Direction: Set out the data below as a numbered list, from the line that contains "the woman with" through the end of the data, including both ends and omitting blank lines.

Location annotation dataset excerpts
━━━━━━━━━━━━━━━━
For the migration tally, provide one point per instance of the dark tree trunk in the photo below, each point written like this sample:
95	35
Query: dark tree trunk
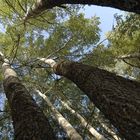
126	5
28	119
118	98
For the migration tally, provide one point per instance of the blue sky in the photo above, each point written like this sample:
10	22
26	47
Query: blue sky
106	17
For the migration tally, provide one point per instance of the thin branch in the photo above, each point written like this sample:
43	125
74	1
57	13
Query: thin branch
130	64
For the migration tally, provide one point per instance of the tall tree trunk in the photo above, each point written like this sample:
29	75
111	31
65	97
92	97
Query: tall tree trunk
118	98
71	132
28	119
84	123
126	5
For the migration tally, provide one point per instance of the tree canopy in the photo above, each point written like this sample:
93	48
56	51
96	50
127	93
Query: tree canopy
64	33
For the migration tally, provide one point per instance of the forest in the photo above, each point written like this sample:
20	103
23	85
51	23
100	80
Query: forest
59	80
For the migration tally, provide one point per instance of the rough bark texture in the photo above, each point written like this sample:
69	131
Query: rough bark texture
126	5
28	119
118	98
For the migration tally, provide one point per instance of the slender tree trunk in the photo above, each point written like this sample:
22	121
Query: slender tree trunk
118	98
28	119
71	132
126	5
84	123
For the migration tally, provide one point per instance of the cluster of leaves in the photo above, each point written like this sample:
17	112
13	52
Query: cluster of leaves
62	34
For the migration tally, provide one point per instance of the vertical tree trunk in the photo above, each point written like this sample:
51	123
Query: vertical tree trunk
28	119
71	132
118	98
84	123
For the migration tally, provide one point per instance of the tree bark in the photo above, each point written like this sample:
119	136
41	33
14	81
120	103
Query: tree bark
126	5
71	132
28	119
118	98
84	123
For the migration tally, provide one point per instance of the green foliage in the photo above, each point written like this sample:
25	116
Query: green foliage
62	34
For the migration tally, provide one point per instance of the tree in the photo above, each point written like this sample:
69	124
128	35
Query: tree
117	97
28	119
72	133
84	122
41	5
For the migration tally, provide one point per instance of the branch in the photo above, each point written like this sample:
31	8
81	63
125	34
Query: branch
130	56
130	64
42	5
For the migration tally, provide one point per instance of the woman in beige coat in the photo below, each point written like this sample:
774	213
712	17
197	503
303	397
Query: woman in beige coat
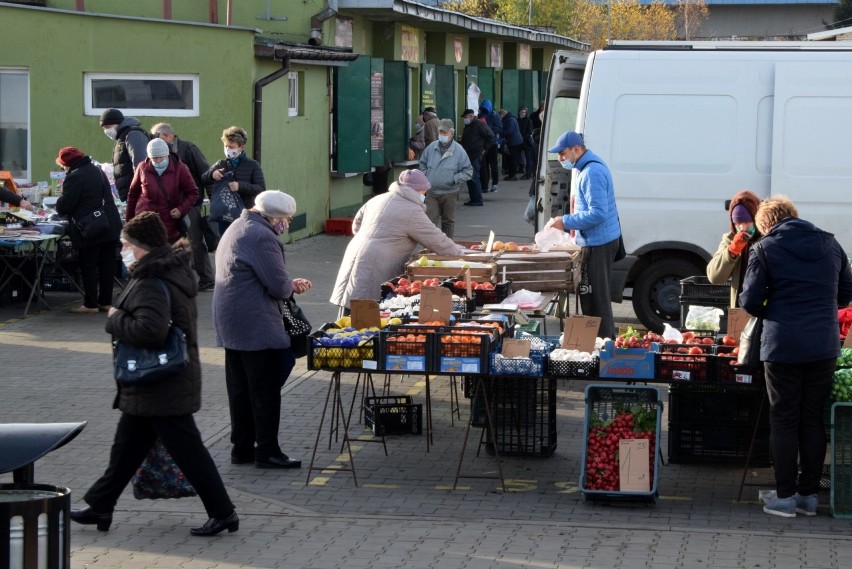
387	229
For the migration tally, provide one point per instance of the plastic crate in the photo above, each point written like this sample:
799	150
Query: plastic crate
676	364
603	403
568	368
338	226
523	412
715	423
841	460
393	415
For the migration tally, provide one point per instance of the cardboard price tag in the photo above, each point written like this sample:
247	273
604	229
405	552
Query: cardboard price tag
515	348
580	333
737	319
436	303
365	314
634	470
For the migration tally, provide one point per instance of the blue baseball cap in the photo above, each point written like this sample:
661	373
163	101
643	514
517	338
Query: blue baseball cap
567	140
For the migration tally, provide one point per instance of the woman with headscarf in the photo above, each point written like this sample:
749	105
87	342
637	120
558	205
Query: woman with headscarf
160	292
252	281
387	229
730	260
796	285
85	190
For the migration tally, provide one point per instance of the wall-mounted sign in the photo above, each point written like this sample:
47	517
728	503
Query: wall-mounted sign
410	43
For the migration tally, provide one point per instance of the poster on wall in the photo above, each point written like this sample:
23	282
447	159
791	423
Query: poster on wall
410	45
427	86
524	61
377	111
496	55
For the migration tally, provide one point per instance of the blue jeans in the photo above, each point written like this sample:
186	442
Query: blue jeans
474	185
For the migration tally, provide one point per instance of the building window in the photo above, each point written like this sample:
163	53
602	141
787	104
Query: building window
━━━━━━━━━━━━━━━━
Task response:
1. For the migration tally, provide one point per instance of the woman with headscarf in the photo above, each point written like this sample:
2. 749	105
3. 87	342
4. 637	120
5. 558	205
6. Query: woman with headscarf
7. 160	292
8. 252	281
9. 387	229
10. 730	260
11. 796	285
12. 85	190
13. For the migration tally, provide one point per instance of the wall-mounted sign in the photo above, each point written like this sample:
14. 47	517
15. 728	503
16. Query: wall-mounted sign
17. 410	43
18. For the migration tally, provide one point per instance of the poster on wall in the photo above, each point written like this sample:
19. 23	282
20. 447	159
21. 791	423
22. Query: poster on wall
23. 410	45
24. 427	86
25. 524	61
26. 377	111
27. 496	55
28. For the migration tally, provide one point per instance of the blue jeans in the photo above, each point written like this sample:
29. 186	442
30. Query: blue jeans
31. 474	185
32. For the migration tally, provide one point per instance of the building window in the photo above, each point written like this sample:
33. 163	53
34. 602	141
35. 787	104
36. Query: building window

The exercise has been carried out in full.